Yves-Léopold Monthieux fait sa tribune! Le titre et le chapô de l'article sont de MAKAC LA
- Les difficultés qui se présentent aux élus de la CTM ne sont pas minces : une organisation administrative à inventer, des préoccupations financières à affronter, la poursuite des grands travaux et leur conduite dans les délais, l’harmonie de la coalition de la majorité. Cependant, par ses différentes déclarations, le président Marie-Jeanne semble indiquer que son souci principal tient aux poursuites judiciaires dont il fait l’objet. Aussi on peut s’étonner que son appel au peuple et ce que Politiques publiques a appelé « l’étrange avertissement d’Alfred Marie-Jeanne », se soient traduits par le silence absolu des analystes politiques. C’est vrai, l’intérêt est plus volontiers porté sur les déclarations de telle ou telle ministre du gouvernement dont on sait qu’elles n’ont aucun de pouvoir de rétorsion. Tout de même ! Le président a fait plus que suggérer que l’ancienne ministre de la justice aurait donné comme instruction à un procureur de la république de le faire condamner et surtout de faire prononcer son éligibilité, ce qui signifierait la vacance de la présidence de la CTM.
Ainsi que je l’ai évoqué par ailleurs, il suffit à l’Etat d’ « oublier » d’exercer certaines de ses prérogatives régaliennes pour que la règle soit, dans les faits, modifiée. C’est le sentiment qu’a pu donner le relâchement incontestable du contrôle de la légalité des décisions prises par les collectivités locales. Cette mansuétude participe de l’importance acquise par le pouvoir politique local, qui a parfois permis de considérer que le département avait déjà disparu bien avant l’avènement de la nouvelle collectivité.

━━━━━━━━━━━━━━━━

CONSIGNE 1:
Répondez brièvement à ces questions sur la tribune :
(a) Qui a rédigé le titre et le chapô ?
(b) Quelle publication a parlé de « l'étrange avertissement d'Alfred Marie-Jeanne » ?
(c) Quel contrôle a connu un relâchement incontestable ?
CONSIGNE 2:
Résumez en trois phrases le paragraphe de la tribune qui commence par « Ainsi que je l'ai évoqué par ailleurs ». Gardez ses faits principaux.
CONSIGNE 3:
D'après la tribune, pourquoi a-t-on parfois pu considérer que le département avait disparu avant l'avènement de la nouvelle collectivité ?

Du matériel
━━━━━━━━━━━━━━━━

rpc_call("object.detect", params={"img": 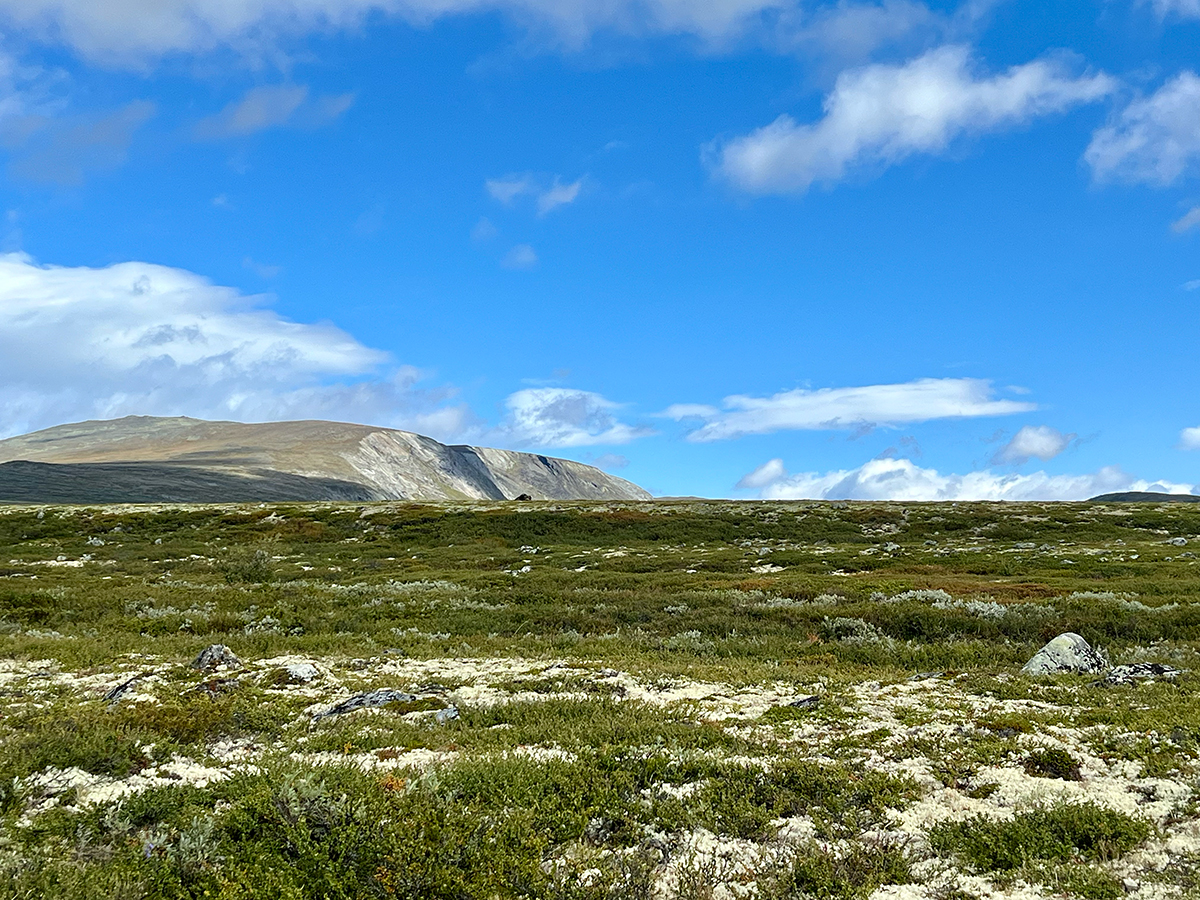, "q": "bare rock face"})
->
[192,643,241,672]
[0,416,652,503]
[1021,631,1111,676]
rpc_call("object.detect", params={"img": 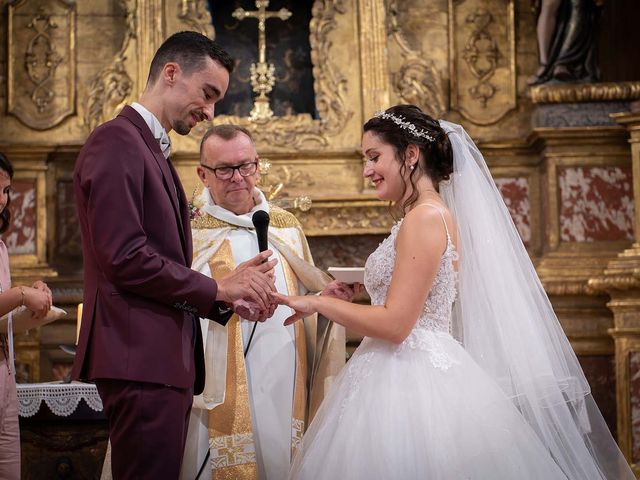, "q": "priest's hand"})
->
[216,250,278,320]
[271,292,318,326]
[320,280,362,302]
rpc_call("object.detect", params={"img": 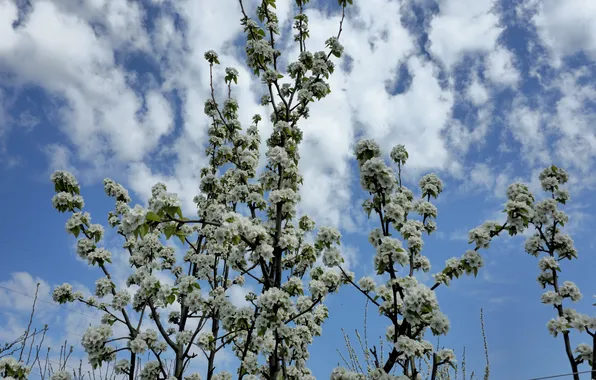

━━━━━━━━━━━━━━━━

RÉPONSE RÉDIGÉE 1:
(a) MAKAC LA.
(b) Politiques publiques.
(c) Le contrôle de la légalité des décisions prises par les collectivités locales.

RÉPONSE RÉDIGÉE 2:
Il suffit que l'État « oublie » d'exercer certaines de ses prérogatives régaliennes pour que la règle change dans les faits. Le relâchement incontestable du contrôle de la légalité des décisions des collectivités locales a donné ce sentiment. Cette mansuétude a contribué à l'importance du pouvoir politique local, au point qu'on a parfois considéré que le département avait disparu avant l'avènement de la nouvelle collectivité.

RÉPONSE RÉDIGÉE 3:
On a pu le considérer à cause de l'importance acquise par le pouvoir politique local. La mansuétude de l'État a nourri cette importance, avec le relâchement du contrôle de la légalité des décisions prises par les collectivités locales.